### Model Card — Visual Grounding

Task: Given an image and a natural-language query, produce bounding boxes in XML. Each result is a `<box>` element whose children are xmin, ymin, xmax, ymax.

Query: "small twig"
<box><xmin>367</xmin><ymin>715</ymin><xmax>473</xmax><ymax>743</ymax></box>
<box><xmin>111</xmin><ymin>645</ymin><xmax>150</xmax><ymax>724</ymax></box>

::::::::

— What is asked —
Display every line above that contains the string "ymax".

— Worked solution —
Task: Given an image and a natural-language query, produce bounding boxes in XML. Each result is a `<box>` element whose children are xmin, ymin, xmax, ymax.
<box><xmin>367</xmin><ymin>715</ymin><xmax>473</xmax><ymax>743</ymax></box>
<box><xmin>111</xmin><ymin>645</ymin><xmax>150</xmax><ymax>724</ymax></box>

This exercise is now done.